▶ _TEXT PASSAGE_:
No one who has lived in Spain, Italy, Germany, Turkey, Japan, the UK, or France, not to speak of more habitually violent lands, could have failed to notice the omnipresence of terrorists— using guns, bombs, chemicals, cars, trains, planes, and much else—over the course of the twentieth century and beyond. The only thing that has changed in recent years is the unleashing in September 2001 of homicidal terrorism within the United States. Even that was not wholly unprecedented: the means were new and the carnage unexampled, but terrorism on US soil was far from unknown over the course of the twentieth century.
But what of the argument that terrorism today is different, a "clash of cultures" infused with a noxious brew of religion and authoritarian politics: "Islamofascism"? This, too, is an interpretation resting in large part on a misreading of twentieth-century history. There is a triple confusion here. The first consists of lumping together the widely varying national fascisms of interwar Europe with the very different resentments, demands, and strategies of the (equally heterogeneous) Muslim movements and insurgencies of our own time—and attaching the moral credibility of the antifascist struggles of the past to our own more dubiously motivated military adventures.

▶ _EXERCISE TASKS_:
(1) For each statement below, say yes or no as to whether it agrees with the passage on terrorism, and quote the words of the passage that decide it.
(a) Before 2001, terrorism on US soil was unknown.
(b) The national fascisms of interwar Europe differed widely from one another.
(c) The September 2001 attacks within the United States used new means.
(2) Write a continuation of the passage on terrorism, beginning right after its final sentence.
The items below have nothing to do with the passage above.

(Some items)
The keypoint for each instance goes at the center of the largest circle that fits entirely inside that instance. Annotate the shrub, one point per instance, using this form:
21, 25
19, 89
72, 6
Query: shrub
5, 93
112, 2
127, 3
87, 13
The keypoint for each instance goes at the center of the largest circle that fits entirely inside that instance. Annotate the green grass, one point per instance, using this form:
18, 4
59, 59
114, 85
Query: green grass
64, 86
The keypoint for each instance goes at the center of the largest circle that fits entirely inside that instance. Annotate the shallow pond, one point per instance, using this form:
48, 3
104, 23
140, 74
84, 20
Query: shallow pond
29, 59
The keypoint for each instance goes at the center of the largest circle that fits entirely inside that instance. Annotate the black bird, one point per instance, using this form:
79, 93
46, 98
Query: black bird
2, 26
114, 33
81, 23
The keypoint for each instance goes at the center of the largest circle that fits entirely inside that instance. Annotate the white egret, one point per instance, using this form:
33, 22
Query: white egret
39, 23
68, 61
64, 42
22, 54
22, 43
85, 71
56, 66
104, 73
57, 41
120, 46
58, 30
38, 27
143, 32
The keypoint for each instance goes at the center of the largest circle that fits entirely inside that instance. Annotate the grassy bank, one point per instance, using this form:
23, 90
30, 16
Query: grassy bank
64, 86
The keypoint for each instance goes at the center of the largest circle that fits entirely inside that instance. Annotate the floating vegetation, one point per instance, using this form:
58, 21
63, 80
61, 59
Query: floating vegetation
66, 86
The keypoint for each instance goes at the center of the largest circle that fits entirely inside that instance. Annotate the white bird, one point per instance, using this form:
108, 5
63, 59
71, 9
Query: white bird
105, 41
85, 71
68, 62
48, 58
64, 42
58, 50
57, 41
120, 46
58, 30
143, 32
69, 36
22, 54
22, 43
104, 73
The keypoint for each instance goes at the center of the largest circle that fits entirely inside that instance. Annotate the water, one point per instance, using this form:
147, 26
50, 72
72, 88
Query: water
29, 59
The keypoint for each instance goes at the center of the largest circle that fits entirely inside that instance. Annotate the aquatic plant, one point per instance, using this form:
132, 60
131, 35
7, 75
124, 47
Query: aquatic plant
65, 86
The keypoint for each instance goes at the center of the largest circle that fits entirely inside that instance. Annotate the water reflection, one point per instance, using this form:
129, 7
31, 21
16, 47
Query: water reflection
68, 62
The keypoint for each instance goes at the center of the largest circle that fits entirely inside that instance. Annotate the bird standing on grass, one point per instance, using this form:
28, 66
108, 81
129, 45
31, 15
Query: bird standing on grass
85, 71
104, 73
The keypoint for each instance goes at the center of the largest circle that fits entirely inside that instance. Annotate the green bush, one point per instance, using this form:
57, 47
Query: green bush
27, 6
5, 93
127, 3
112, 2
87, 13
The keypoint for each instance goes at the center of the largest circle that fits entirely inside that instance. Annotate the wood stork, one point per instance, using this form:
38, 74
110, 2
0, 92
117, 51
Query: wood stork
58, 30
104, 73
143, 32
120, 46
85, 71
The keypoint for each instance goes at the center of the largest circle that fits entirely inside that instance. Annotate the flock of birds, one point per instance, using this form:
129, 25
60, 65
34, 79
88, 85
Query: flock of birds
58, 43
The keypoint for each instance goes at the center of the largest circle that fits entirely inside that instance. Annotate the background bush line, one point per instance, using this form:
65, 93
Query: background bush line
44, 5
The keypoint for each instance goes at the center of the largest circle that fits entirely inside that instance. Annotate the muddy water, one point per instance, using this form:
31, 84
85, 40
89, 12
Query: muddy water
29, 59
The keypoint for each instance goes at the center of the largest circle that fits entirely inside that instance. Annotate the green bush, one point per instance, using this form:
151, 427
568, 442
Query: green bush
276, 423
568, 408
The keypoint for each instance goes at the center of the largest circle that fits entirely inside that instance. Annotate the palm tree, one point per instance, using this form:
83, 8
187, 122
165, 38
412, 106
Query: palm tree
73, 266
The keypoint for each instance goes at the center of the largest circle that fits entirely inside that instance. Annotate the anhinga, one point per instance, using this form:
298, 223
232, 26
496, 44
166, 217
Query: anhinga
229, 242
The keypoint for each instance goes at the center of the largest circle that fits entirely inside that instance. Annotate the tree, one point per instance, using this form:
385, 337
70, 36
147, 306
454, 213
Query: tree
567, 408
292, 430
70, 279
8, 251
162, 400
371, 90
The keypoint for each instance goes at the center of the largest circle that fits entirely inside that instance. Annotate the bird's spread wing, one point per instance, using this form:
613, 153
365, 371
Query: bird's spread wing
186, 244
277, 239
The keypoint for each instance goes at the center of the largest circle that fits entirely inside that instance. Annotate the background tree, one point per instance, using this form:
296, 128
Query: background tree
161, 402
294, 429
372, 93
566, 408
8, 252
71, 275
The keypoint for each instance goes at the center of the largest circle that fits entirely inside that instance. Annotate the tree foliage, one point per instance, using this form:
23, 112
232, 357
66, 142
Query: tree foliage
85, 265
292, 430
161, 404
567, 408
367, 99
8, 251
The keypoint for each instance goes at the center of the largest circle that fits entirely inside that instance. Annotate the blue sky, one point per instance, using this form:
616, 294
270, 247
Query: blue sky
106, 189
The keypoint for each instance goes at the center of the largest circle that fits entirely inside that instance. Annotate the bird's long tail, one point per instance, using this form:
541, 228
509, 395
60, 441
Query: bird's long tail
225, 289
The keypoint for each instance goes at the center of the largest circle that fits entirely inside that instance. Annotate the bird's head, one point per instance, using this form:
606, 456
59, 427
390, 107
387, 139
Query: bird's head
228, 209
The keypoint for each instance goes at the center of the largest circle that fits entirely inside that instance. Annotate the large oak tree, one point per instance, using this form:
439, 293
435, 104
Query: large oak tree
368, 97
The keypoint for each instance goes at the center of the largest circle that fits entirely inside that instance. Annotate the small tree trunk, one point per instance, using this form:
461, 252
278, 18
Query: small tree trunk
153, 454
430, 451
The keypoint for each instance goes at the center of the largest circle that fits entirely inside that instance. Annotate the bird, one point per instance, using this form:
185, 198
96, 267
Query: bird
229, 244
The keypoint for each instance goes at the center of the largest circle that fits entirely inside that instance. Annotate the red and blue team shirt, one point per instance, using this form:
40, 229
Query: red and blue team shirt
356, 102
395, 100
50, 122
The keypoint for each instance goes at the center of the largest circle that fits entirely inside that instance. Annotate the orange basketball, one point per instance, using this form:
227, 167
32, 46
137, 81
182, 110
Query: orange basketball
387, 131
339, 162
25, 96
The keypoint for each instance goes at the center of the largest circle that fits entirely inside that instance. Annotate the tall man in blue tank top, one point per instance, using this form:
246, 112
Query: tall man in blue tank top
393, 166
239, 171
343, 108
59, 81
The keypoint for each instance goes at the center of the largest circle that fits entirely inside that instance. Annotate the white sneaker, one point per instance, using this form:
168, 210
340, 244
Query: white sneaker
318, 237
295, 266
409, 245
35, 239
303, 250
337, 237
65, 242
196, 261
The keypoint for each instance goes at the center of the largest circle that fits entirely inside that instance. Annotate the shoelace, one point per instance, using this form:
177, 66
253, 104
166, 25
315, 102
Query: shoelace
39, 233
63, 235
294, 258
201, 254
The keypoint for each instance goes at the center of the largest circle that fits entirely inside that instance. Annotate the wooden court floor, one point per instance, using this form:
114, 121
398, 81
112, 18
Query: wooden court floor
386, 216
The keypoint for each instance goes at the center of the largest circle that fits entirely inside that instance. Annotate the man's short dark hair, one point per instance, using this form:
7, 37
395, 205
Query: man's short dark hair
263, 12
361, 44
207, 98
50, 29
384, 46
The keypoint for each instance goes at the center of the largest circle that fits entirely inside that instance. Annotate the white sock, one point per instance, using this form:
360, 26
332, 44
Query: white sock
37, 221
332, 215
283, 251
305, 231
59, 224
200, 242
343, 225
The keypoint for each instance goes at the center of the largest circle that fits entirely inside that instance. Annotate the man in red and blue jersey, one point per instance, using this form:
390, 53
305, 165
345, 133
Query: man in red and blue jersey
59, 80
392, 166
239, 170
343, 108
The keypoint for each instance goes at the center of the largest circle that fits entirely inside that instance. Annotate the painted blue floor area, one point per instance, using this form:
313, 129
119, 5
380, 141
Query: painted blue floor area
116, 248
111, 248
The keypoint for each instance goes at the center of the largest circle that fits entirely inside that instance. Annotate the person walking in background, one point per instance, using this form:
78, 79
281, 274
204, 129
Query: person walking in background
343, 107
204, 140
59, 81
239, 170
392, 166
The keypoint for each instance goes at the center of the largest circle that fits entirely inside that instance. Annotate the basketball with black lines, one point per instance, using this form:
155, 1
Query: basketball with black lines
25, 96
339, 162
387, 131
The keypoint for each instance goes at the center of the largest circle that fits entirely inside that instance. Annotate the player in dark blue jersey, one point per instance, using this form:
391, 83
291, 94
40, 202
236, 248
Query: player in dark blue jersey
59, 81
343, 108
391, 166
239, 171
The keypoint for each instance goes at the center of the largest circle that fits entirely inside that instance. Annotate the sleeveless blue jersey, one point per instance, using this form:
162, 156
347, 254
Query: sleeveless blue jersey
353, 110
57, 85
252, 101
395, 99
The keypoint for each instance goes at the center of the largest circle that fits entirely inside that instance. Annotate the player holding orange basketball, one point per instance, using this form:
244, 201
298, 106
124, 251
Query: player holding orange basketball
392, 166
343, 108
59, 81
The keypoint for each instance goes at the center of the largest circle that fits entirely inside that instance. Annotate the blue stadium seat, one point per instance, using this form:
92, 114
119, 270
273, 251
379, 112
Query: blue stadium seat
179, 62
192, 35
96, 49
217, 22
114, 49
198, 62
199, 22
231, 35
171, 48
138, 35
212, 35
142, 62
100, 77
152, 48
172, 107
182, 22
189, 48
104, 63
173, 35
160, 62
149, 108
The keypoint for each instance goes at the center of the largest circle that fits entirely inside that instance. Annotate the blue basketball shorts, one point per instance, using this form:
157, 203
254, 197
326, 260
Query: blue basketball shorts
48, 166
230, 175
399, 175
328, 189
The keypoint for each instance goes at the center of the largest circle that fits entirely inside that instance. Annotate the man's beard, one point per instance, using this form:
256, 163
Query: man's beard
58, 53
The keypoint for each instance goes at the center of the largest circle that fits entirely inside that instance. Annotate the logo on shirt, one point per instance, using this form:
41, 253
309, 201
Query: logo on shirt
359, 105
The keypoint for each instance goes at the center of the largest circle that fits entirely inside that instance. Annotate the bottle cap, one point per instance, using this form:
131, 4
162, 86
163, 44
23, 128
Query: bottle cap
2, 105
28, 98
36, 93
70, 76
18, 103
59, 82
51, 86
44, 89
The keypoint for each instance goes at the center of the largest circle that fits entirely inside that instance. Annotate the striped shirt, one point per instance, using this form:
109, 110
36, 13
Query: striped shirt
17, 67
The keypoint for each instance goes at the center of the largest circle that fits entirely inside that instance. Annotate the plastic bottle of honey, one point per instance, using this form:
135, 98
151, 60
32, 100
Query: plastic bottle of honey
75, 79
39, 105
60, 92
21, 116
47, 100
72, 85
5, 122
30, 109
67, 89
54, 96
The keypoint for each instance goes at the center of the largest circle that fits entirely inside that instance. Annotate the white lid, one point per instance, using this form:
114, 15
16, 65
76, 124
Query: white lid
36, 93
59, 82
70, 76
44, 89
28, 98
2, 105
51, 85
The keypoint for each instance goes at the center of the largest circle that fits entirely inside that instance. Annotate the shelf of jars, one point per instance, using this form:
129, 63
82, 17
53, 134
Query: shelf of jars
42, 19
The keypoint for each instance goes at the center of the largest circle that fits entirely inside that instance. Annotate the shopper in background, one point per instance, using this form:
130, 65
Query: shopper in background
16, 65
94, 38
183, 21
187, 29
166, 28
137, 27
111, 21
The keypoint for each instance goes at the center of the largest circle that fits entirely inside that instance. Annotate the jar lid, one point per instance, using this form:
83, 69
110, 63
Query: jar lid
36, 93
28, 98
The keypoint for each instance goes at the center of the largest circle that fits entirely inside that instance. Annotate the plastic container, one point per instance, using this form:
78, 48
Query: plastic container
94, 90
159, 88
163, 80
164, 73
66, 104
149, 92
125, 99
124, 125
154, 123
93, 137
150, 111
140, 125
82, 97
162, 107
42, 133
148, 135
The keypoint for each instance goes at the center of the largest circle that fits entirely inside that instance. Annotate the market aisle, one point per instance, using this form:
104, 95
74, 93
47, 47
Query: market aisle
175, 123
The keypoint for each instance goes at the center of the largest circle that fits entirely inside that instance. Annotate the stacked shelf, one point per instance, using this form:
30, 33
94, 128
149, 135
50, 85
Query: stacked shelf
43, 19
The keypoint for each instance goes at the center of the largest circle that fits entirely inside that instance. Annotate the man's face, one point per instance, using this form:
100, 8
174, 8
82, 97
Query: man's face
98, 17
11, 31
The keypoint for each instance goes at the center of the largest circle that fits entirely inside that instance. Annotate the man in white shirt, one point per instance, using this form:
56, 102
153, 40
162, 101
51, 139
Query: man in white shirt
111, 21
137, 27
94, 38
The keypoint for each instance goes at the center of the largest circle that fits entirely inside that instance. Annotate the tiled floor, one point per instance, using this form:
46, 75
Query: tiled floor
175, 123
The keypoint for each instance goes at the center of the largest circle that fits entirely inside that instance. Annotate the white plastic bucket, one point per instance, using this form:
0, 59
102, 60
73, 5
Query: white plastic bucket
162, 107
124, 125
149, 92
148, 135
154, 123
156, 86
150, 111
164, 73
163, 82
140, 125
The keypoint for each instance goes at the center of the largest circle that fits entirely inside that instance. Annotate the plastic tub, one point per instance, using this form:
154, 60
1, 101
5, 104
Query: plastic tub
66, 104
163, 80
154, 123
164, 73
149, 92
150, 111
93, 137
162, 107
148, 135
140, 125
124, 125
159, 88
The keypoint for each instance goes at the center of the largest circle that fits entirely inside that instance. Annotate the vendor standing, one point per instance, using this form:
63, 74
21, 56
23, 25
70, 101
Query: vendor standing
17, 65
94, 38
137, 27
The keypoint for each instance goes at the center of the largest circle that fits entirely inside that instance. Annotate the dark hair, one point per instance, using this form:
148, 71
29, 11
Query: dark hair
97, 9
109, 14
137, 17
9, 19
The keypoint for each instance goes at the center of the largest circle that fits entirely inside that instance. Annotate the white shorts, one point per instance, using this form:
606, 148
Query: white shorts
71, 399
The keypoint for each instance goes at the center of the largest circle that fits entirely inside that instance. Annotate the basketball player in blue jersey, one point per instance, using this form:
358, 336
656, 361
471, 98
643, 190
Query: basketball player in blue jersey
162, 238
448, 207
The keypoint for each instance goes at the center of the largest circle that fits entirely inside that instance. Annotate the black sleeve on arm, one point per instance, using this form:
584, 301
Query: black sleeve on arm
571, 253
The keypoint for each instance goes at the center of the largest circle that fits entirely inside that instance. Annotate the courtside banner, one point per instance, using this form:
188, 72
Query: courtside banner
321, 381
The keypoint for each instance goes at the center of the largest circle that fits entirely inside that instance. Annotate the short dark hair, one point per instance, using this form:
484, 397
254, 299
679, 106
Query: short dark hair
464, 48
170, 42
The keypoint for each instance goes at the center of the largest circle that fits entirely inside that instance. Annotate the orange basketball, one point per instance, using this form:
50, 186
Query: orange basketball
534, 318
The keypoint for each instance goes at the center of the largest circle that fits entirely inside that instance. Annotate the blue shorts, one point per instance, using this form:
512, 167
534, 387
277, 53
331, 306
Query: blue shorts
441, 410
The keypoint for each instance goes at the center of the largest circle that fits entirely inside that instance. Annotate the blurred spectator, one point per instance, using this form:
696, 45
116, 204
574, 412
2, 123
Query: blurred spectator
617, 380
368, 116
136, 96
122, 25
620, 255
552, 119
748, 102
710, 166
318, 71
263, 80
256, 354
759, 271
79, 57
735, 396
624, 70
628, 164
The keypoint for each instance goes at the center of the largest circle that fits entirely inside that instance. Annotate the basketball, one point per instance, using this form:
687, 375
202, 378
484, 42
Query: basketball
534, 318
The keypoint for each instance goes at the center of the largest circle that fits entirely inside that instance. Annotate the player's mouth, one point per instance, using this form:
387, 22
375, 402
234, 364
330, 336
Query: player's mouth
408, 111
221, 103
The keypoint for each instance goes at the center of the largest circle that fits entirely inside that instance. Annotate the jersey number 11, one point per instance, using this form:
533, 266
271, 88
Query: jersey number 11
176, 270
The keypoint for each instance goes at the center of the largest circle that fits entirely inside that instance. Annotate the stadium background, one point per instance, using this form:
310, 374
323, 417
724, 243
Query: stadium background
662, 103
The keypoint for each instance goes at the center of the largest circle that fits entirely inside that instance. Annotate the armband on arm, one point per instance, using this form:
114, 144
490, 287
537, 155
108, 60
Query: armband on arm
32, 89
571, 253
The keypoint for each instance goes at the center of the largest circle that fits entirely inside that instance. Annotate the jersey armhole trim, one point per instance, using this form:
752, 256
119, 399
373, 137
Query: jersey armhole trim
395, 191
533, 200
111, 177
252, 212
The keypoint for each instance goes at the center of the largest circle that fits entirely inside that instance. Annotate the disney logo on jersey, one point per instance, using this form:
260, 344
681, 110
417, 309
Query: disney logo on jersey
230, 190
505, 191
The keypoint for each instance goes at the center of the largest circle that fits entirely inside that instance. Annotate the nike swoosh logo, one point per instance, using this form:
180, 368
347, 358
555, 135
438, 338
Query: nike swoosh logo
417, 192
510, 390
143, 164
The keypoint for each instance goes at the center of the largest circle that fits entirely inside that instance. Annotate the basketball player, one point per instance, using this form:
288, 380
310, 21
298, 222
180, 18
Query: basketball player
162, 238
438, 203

▶ _THE RESPONSES_:
(1)
(a) No: "terrorism on US soil was far from unknown over the course of the twentieth century."
(b) Yes: "the widely varying national fascisms of interwar Europe"
(c) Yes: "the means were new and the carnage unexampled"

(2)
A second confusion comes from conflating a handful of religiously motivated stateless assassins with the threat posed in the twentieth century by wealthy, modern states in the hands of totalitarian political parties committed to foreign aggression and mass extermination. Nazism was a threat to our very existence and the Soviet Union occupied half of Europe. But al-Qaeda? The comparison insults the intelligence—not to speak of the memory of those who fought the dictators. Even those who assert these similarities don't appear to believe them. After all, if Osama bin Laden were truly comparable to Hitler or Stalin, would we really have responded to September 11 by invading...Baghdad?
But the most serious mistake consists of taking the form for the content: defining all the various terrorists and terrorisms of our time, with their contrasting and sometimes conflicting objectives, by their actions alone. It would be rather as though one were to lump together the Italian Red Brigades, the German Baader-Meinhof gang, the Provisional IRA, the Basque ETA, Switzerland's Jura Separatists, and the National Front for the Liberation of Corsica; dismiss their differences as insignificant; label the resulting amalgam of ideological kneecappers, bomb throwers, and political murderers "European Extremism" (or "Christo-fascism," perhaps?)...and then declare uncompromising, open-ended armed warfare against it.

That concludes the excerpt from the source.